═════ Provided records

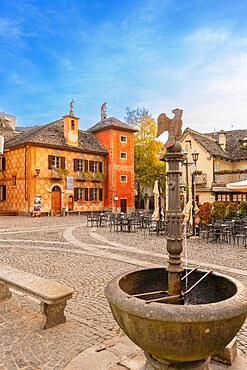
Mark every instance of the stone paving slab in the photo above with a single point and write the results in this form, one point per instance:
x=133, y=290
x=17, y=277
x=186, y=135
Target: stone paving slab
x=120, y=353
x=86, y=266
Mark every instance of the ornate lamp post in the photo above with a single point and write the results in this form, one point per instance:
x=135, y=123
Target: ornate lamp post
x=185, y=163
x=195, y=156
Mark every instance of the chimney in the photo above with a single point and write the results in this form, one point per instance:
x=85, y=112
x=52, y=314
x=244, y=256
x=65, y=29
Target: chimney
x=222, y=139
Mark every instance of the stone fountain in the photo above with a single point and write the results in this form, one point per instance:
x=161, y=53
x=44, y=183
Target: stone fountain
x=180, y=318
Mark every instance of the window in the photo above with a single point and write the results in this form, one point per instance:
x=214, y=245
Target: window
x=95, y=166
x=56, y=162
x=123, y=139
x=96, y=194
x=81, y=194
x=80, y=165
x=123, y=155
x=2, y=192
x=123, y=178
x=2, y=164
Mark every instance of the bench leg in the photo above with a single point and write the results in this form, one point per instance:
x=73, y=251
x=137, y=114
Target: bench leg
x=4, y=292
x=52, y=314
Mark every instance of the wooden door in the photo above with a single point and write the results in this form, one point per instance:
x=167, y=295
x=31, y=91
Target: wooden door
x=123, y=205
x=56, y=201
x=70, y=203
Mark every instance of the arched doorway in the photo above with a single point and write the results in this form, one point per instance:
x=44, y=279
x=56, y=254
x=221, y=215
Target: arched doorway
x=70, y=203
x=56, y=200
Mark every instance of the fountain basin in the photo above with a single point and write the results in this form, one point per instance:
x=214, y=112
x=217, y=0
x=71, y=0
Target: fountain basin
x=212, y=315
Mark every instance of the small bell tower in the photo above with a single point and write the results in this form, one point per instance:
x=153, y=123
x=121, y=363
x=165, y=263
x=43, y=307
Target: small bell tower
x=103, y=112
x=71, y=127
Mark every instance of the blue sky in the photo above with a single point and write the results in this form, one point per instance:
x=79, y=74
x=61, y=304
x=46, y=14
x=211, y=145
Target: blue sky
x=157, y=54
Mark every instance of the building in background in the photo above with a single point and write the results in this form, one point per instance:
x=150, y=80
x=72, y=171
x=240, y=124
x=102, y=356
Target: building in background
x=222, y=159
x=56, y=168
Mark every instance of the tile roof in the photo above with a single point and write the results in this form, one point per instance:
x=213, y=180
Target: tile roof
x=111, y=122
x=210, y=142
x=52, y=135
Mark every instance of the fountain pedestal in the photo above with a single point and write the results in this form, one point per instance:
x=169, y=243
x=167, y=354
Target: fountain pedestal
x=175, y=330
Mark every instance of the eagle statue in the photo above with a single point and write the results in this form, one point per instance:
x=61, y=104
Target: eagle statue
x=172, y=125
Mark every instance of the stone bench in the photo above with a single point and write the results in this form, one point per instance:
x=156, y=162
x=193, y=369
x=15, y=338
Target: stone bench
x=53, y=295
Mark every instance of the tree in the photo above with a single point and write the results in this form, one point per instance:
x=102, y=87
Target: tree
x=147, y=151
x=134, y=116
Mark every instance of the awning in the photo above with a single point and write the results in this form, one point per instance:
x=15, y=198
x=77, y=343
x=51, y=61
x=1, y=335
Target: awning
x=240, y=186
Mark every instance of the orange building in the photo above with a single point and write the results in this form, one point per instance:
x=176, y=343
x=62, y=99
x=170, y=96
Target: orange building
x=56, y=168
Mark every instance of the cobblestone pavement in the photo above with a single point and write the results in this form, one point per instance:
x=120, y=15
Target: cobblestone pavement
x=85, y=258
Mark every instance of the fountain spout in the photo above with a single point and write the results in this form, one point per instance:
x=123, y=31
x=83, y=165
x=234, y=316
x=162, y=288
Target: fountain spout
x=173, y=158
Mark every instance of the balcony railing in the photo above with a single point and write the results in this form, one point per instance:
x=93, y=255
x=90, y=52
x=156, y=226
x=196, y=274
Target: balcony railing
x=90, y=176
x=201, y=179
x=55, y=174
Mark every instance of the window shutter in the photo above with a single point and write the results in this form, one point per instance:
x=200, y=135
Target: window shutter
x=91, y=194
x=50, y=161
x=86, y=194
x=100, y=194
x=75, y=164
x=86, y=165
x=91, y=166
x=76, y=194
x=4, y=192
x=62, y=162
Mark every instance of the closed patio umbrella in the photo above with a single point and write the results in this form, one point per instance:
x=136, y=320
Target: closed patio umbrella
x=156, y=193
x=238, y=186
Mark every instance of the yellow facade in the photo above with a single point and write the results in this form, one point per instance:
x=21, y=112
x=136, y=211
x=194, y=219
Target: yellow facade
x=21, y=165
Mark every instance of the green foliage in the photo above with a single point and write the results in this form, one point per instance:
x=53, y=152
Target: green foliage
x=147, y=151
x=205, y=212
x=134, y=116
x=231, y=210
x=218, y=210
x=243, y=208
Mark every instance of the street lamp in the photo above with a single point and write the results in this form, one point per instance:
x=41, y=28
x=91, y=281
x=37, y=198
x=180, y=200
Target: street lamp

══════════

> _What you are asked to do_: Everything from the line containing "Mark every instance of the green" to the end of the listing above must be returned exactly. Both end lines belong in it.

> _Answer_:
Mark every instance of the green foliage in the photo above with a single point and write the results in this form, one point per instance:
x=53, y=152
Target: green foliage
x=147, y=151
x=205, y=212
x=134, y=116
x=231, y=210
x=218, y=210
x=243, y=208
Mark every instance of the street lamp in the photo above with a single point and write the results in this form, one point per instance:
x=41, y=28
x=91, y=281
x=37, y=198
x=180, y=200
Target: street lamp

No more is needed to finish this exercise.